**Kurze Aufgabe**
Aktualisiere die folgende Auflistung, indem du jedes „component“ durch „module“ ersetzt und alles andere unverändert lässt.

**Rohdaten**

::::

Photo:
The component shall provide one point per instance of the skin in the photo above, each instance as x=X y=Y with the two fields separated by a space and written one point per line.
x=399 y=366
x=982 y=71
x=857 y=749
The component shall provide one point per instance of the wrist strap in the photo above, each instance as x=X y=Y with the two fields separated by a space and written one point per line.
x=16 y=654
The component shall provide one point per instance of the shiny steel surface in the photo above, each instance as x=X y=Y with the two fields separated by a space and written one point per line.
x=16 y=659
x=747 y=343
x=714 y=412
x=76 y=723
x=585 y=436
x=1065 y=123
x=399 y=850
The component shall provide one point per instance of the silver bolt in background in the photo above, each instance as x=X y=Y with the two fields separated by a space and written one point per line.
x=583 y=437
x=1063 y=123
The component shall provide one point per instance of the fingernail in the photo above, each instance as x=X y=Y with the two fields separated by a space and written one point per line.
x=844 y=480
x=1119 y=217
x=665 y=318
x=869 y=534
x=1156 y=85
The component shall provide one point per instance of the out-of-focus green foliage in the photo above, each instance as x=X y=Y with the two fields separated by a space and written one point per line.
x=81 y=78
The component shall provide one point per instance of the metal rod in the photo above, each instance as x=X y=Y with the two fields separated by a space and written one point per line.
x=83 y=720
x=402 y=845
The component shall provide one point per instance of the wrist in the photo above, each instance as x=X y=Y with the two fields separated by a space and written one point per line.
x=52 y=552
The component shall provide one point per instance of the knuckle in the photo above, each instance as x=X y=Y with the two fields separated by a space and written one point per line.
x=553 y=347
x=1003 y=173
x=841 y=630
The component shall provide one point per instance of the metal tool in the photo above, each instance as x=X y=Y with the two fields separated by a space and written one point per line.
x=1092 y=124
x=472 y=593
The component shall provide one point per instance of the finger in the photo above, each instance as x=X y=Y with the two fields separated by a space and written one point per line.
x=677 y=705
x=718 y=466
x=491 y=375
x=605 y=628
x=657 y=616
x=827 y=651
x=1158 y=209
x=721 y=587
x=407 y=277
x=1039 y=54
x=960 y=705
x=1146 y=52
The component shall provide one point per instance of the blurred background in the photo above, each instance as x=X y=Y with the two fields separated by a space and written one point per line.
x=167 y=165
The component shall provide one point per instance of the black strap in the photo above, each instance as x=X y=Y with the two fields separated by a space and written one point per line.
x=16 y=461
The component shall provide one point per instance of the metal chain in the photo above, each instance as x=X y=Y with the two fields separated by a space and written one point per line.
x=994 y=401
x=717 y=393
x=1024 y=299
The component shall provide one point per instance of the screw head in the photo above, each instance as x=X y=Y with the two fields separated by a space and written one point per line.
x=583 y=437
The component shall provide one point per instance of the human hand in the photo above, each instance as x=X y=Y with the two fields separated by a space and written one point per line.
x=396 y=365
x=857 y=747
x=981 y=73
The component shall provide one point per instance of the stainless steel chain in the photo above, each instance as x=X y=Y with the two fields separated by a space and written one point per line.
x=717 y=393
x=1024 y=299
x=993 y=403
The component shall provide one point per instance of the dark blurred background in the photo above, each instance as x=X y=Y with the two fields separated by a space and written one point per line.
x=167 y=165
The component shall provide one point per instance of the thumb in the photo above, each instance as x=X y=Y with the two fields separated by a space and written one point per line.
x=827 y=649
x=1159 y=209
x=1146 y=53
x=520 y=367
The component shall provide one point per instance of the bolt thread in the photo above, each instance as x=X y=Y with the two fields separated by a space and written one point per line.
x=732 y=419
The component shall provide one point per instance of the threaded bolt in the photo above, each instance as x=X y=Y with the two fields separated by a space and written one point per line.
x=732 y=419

::::

**Ergebnis der Aufgabe**
Photo:
The module shall provide one point per instance of the skin in the photo above, each instance as x=X y=Y with the two fields separated by a space and written one point per line.
x=399 y=366
x=982 y=71
x=857 y=749
The module shall provide one point per instance of the wrist strap in the photo above, each instance as x=X y=Y with the two fields separated by a space and written one point per line.
x=16 y=654
The module shall provide one point per instance of the shiny steel surface in the photo above, each instance as x=X y=Y with the two fields separated by a space and written one point per line.
x=16 y=659
x=747 y=343
x=714 y=412
x=76 y=723
x=585 y=436
x=1065 y=123
x=399 y=850
The module shall provide one point per instance of the silver bolt in background in the photo above, each instance as x=X y=Y with the two fields separated by a space and written one point per line.
x=583 y=437
x=1063 y=123
The module shall provide one point per instance of the fingernail in the photo above, each instance as x=X y=Y with the two fields separated by a space and written one point per line.
x=844 y=480
x=1119 y=217
x=665 y=318
x=869 y=534
x=1156 y=85
The module shall provide one point per instance of the out-of-focus green foliage in the photo above, each instance as x=X y=Y with the two fields separated by a space and written one point per line.
x=81 y=78
The module shall provide one point per instance of the metal rod in the photo above, each instance as x=X y=Y with the two fields separated by a space and written one point per line.
x=83 y=720
x=402 y=845
The module shall provide one point per instance of the wrist in the photo above, each instance as x=X y=Y with the two fields separated by a space and written one point per line.
x=52 y=552
The module shall provide one point per instance of the knuckle in the photo above, each instance as x=X y=Y with the two fields separated by a space and written one point per line.
x=553 y=347
x=1003 y=173
x=841 y=630
The module shall provide one point per instance of the metal tool in the photo above, each instance as x=X y=Y with the two fields separated by a space and written one point per line.
x=1092 y=124
x=472 y=593
The module shall provide one point per instance of the finger in the photo above, each instance as x=X y=Y with the two fields separated by a space and written one point per line.
x=677 y=705
x=718 y=466
x=491 y=375
x=605 y=628
x=657 y=616
x=827 y=651
x=1158 y=209
x=721 y=587
x=407 y=277
x=1039 y=54
x=960 y=705
x=1146 y=52
The module shall provide one point per instance of the blurred background in the photo above, each instance as x=X y=Y with the two fields separated by a space and written one point per line.
x=167 y=165
The module shall provide one point per instance of the black strap in the photo above, each instance as x=X y=Y with the two fields separated by a space and written one point per line.
x=16 y=461
The module shall provide one point per instance of the metal chain in the photo above, each instance as x=X y=Y with the two fields separated by a space and written one point per line.
x=994 y=401
x=717 y=393
x=1024 y=299
The module shall provide one point per instance of the screw head in the photo above, each instance as x=X y=Y with the two fields separated by a space and written one point per line.
x=583 y=437
The module shall provide one point per instance of the human hand in the photo above, each instance as x=X y=Y with the two fields separated by a space and written one point per line.
x=396 y=365
x=857 y=747
x=981 y=73
The module shall provide one point per instance of the stainless steel chain in the photo above, each instance as x=X y=Y with the two fields separated by a space and written one point per line.
x=717 y=393
x=1024 y=299
x=993 y=403
The module shall provide one point per instance of the dark blurred background in the photo above, each instance as x=X y=Y with the two fields separated by a space and written one point per line.
x=167 y=165
The module shall provide one point per instance of the thumb in the photo above, each instance as x=X y=Y with the two fields separated by a space and written one point per line.
x=827 y=649
x=1159 y=209
x=1146 y=53
x=520 y=367
The module shall provide one point per instance of the bolt thread in the photo above, each instance as x=X y=Y with the two fields separated by a space and written one point per line.
x=732 y=419
The module shall provide one point per instance of the threaded bolt in the photo above, each instance as x=X y=Y with the two fields separated by a space and written one point per line.
x=732 y=419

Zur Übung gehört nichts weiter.